Exclude the pictures, then copy all remaining records exactly.

Data entries
++++++++++
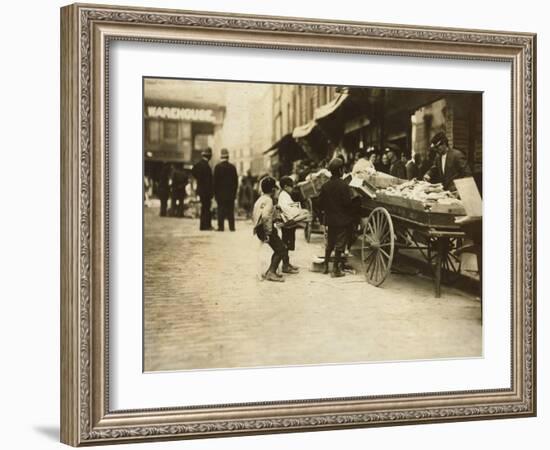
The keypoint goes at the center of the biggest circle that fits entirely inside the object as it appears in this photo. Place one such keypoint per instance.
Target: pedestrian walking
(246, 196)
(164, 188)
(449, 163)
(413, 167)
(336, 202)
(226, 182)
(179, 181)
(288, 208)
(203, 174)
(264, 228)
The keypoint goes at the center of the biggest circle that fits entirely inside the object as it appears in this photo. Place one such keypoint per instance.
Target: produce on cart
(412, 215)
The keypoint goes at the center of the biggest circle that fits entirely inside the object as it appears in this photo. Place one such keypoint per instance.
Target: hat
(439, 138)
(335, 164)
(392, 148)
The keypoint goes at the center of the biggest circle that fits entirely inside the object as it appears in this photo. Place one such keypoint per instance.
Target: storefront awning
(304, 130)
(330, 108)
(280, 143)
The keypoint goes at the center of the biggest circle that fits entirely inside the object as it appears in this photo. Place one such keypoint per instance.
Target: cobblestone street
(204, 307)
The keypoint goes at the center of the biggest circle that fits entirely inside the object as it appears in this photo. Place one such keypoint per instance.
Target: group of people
++++++++++
* **Expected answer**
The keypoint goes at the center of the biggest circle that fits entirely inside the object as it appears in this photo. Place one such keypoint per instance.
Target: pedestrian walking
(246, 196)
(164, 188)
(449, 163)
(413, 167)
(336, 202)
(226, 182)
(179, 181)
(288, 208)
(203, 174)
(264, 228)
The keypoint goes at the center of the biggest circle that fits entirely inside the object as it appears in this photo. Place one such keypoint per instance.
Target: produce on cart
(412, 215)
The keypoint goes at the center of the biggest circle that fits entirely inside the object as it appears in this photo. Place one such keypoint per instance.
Target: hat
(439, 138)
(335, 164)
(392, 148)
The keypoint goes at the center of the biggest circle that fits entirely inside the object as it appears in this photo. Place one such keypoint per instance.
Target: storefront awning
(304, 130)
(330, 108)
(280, 143)
The keypoint goes at the center of the biggest circle that fits entirely inside the object as it appears in this photo. Place one such keypoint per instance.
Target: cobblestone street
(204, 307)
The keypoint goes at the center of the biggest circle that fits entirely inside the object as it appears in this photo. Place one such keypoint per instance.
Target: group of people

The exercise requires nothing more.